▸ **Data supplied**
/---

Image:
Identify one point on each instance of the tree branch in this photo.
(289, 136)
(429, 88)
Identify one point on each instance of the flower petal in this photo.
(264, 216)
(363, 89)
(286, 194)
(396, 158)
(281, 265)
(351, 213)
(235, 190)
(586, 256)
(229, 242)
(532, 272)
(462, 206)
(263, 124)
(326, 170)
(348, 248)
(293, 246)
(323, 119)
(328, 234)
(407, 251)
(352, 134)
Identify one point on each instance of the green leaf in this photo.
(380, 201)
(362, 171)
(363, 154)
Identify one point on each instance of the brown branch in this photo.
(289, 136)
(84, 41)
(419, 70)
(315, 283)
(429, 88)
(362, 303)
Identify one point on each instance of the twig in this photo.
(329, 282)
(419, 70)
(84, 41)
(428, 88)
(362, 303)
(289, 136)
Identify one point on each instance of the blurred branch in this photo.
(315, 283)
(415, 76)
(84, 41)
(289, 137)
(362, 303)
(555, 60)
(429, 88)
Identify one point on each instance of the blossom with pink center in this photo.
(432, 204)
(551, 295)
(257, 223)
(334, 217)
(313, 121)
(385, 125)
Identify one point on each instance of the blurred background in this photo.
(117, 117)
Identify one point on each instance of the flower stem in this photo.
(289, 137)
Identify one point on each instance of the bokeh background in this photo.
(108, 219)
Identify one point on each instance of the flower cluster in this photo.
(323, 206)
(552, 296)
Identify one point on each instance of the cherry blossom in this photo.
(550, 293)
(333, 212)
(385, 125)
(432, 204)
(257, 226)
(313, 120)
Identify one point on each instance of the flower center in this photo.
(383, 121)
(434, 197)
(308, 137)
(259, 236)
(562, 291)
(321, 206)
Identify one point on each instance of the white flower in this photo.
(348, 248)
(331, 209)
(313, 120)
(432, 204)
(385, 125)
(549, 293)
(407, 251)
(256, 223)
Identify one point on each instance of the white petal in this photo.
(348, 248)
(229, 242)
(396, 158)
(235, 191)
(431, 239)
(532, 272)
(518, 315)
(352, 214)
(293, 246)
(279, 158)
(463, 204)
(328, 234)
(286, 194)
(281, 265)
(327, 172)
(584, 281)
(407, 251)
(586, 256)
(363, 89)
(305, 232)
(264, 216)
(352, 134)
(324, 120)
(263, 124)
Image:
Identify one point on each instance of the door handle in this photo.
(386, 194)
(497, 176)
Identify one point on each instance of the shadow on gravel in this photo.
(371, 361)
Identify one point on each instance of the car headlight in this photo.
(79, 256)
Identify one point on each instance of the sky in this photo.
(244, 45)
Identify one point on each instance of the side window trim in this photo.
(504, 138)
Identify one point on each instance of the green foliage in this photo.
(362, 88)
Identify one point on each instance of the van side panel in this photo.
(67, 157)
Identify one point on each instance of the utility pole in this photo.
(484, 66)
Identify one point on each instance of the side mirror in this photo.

\---

▸ **What this task involves**
Format the entire listing above as a numbered list, omitting any blank lines.

▸ **Expected answer**
1. Image:
2. Identify one point on each instance of the tree branch in this photo.
3. (289, 136)
4. (429, 88)
5. Identify one point on each instance of the flower petal in this photo.
6. (264, 216)
7. (363, 89)
8. (286, 194)
9. (396, 158)
10. (281, 265)
11. (351, 213)
12. (235, 190)
13. (586, 256)
14. (229, 242)
15. (532, 272)
16. (462, 206)
17. (263, 124)
18. (326, 170)
19. (348, 248)
20. (293, 246)
21. (323, 119)
22. (328, 234)
23. (407, 251)
24. (352, 134)
25. Identify one point on each instance of the green leaf in this photo.
26. (380, 201)
27. (362, 171)
28. (363, 154)
29. Identify one point on each instance of the brown branch in this photo.
30. (289, 136)
31. (84, 41)
32. (419, 70)
33. (315, 283)
34. (429, 88)
35. (362, 303)
36. Identify one point on each instance of the twig in this photo.
37. (329, 282)
38. (419, 70)
39. (84, 41)
40. (428, 88)
41. (362, 303)
42. (289, 136)
43. Identify one point on each instance of the blurred branch in this photo.
44. (315, 283)
45. (415, 76)
46. (84, 41)
47. (289, 137)
48. (362, 303)
49. (555, 60)
50. (429, 88)
51. Identify one point on each instance of the blossom with pink center in this photo.
52. (432, 204)
53. (551, 295)
54. (257, 223)
55. (334, 217)
56. (313, 121)
57. (385, 125)
58. Identify one point on each instance of the blurred background in this photo.
59. (117, 117)
60. Identify one point on each instance of the flower stem in this photo.
61. (289, 137)
62. Identify one point on each instance of the bokeh background in this photo.
63. (108, 219)
64. Identify one point on each instance of the flower cluster in this photo.
65. (323, 206)
66. (552, 296)
67. Identify one point on each instance of the cherry blossom in this photo.
68. (550, 293)
69. (333, 212)
70. (385, 125)
71. (432, 204)
72. (257, 226)
73. (313, 120)
74. Identify one point on each instance of the flower center in this photo.
75. (383, 121)
76. (434, 197)
77. (308, 137)
78. (259, 236)
79. (562, 291)
80. (321, 206)
81. Identify one point on each instance of the white flower in this photo.
82. (348, 248)
83. (331, 209)
84. (313, 120)
85. (432, 204)
86. (385, 125)
87. (549, 293)
88. (407, 251)
89. (256, 223)
90. Identify one point on each instance of the white petal in this photo.
91. (348, 248)
92. (229, 242)
93. (396, 158)
94. (235, 191)
95. (431, 239)
96. (532, 272)
97. (518, 315)
98. (352, 214)
99. (293, 246)
100. (279, 158)
101. (463, 204)
102. (328, 234)
103. (286, 194)
104. (281, 265)
105. (327, 172)
106. (584, 281)
107. (407, 251)
108. (586, 256)
109. (363, 89)
110. (305, 232)
111. (264, 216)
112. (352, 134)
113. (324, 120)
114. (263, 124)
115. Image:
116. Identify one point on each instance of the door handle in this photo.
117. (386, 194)
118. (497, 176)
119. Identify one point on each instance of the shadow on gravel in this photo.
120. (371, 361)
121. Identify one point on each instance of the car headlight in this photo.
122. (79, 256)
123. Identify one point on each instance of the sky in this photo.
124. (244, 45)
125. Identify one point on each instance of the side window trim in this photo.
126. (504, 138)
127. Identify one point on each instance of the green foliage in this photo.
128. (362, 88)
129. Identify one point on each instance of the van side panel in this photo.
130. (67, 157)
131. Identify one point on each instance of the utility pole in this photo.
132. (484, 66)
133. Identify one point on each instance of the side mirror in this photo.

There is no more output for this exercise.